Rewrite the lines below as a Markdown table with a "No." column for the row number and a "Line" column for the text, leaving out any blank lines.

(Point labeling lines)
<<<<

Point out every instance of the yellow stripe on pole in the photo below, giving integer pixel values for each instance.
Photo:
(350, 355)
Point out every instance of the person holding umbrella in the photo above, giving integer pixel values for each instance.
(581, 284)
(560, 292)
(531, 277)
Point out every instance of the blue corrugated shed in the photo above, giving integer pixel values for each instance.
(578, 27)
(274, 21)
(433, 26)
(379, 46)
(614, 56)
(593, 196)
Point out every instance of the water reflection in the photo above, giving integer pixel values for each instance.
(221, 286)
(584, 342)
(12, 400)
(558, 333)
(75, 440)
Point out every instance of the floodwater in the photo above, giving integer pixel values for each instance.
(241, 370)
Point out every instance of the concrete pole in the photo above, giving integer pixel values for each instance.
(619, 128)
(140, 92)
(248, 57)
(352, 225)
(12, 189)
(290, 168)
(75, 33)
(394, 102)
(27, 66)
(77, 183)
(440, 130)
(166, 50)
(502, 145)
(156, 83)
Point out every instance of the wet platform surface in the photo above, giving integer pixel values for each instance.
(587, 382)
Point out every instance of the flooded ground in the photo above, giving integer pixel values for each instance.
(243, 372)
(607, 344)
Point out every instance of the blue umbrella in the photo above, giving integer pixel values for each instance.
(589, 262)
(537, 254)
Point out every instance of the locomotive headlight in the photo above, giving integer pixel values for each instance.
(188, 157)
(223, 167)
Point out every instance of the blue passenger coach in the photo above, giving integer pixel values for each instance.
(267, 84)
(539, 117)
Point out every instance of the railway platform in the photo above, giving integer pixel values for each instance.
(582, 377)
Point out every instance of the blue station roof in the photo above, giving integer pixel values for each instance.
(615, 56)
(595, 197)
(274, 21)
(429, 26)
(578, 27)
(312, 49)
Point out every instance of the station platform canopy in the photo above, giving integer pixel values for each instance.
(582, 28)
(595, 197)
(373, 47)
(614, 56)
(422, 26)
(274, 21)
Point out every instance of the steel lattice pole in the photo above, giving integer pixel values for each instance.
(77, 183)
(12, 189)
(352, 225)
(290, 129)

>>>>

> [Exercise result]
| No. | Line |
|---|---|
| 1 | Point out every instance of the yellow stripe on pole in the photo below, giving integer pixel values for each instance. |
| 2 | Photo: |
| 3 | (350, 355) |
| 4 | Point out every instance of the person holding umbrella in the photo above, giving integer pixel values for each instance. |
| 5 | (581, 284) |
| 6 | (560, 292) |
| 7 | (531, 277) |
| 8 | Point out every instance of the blue corrugated shed in the photo above, giving integer pixel values for each instance. |
| 9 | (578, 27) |
| 10 | (274, 21) |
| 11 | (433, 26) |
| 12 | (379, 46) |
| 13 | (614, 56) |
| 14 | (593, 196) |
| 15 | Point out every instance of the water reflection in the photo above, giving integer pixel values for each instance. |
| 16 | (221, 286) |
| 17 | (584, 342) |
| 18 | (12, 400) |
| 19 | (558, 333) |
| 20 | (75, 440) |
| 21 | Point out every instance of the floodwater in the photo above, giving integer pixel values for each instance. |
| 22 | (241, 370) |
| 23 | Point out every instance of the concrete pole in the photo above, giving integer pixel values for each instance. |
| 24 | (619, 128) |
| 25 | (140, 92) |
| 26 | (248, 57) |
| 27 | (352, 225) |
| 28 | (12, 189) |
| 29 | (290, 168) |
| 30 | (75, 33) |
| 31 | (394, 102) |
| 32 | (27, 66) |
| 33 | (77, 183) |
| 34 | (440, 130) |
| 35 | (166, 50) |
| 36 | (502, 145) |
| 37 | (156, 83) |
| 38 | Point out every instance of the wet platform surface in the photo above, giving integer pixel values for each instance. |
| 39 | (587, 382) |
| 40 | Point out every instance of the flooded ground in the photo above, giving integer pixel values for each instance. |
| 41 | (243, 372) |
| 42 | (607, 344) |
| 43 | Point out every instance of the blue umbrella in the photo above, giving integer pixel values for each instance. |
| 44 | (589, 262) |
| 45 | (537, 254) |
| 46 | Point out every instance of the locomotive headlight in the photo above, giving integer pixel values for each instance. |
| 47 | (188, 157) |
| 48 | (223, 167) |
| 49 | Point out every instance of the blue passenger coach in the photo above, giving integer pixel values for each instance. |
| 50 | (267, 84) |
| 51 | (539, 117) |
| 52 | Point out every instance of the railway platform in the photo above, giving integer pixel values for each instance. |
| 53 | (582, 377) |
| 54 | Point out every instance of the blue station roof in the photo above, giving integer pixel values for each instance. |
| 55 | (615, 56) |
| 56 | (595, 197) |
| 57 | (274, 21) |
| 58 | (429, 26) |
| 59 | (578, 27) |
| 60 | (312, 49) |
| 61 | Point out every instance of the station platform canopy in the photo above, giving integer pixel values for each instance. |
| 62 | (582, 28) |
| 63 | (595, 197) |
| 64 | (373, 47) |
| 65 | (614, 56) |
| 66 | (422, 26) |
| 67 | (274, 21) |
| 68 | Point out every instance of the steel lattice pole in the photo above, giving integer pixel values for each instance. |
| 69 | (77, 183) |
| 70 | (12, 189) |
| 71 | (352, 225) |
| 72 | (290, 129) |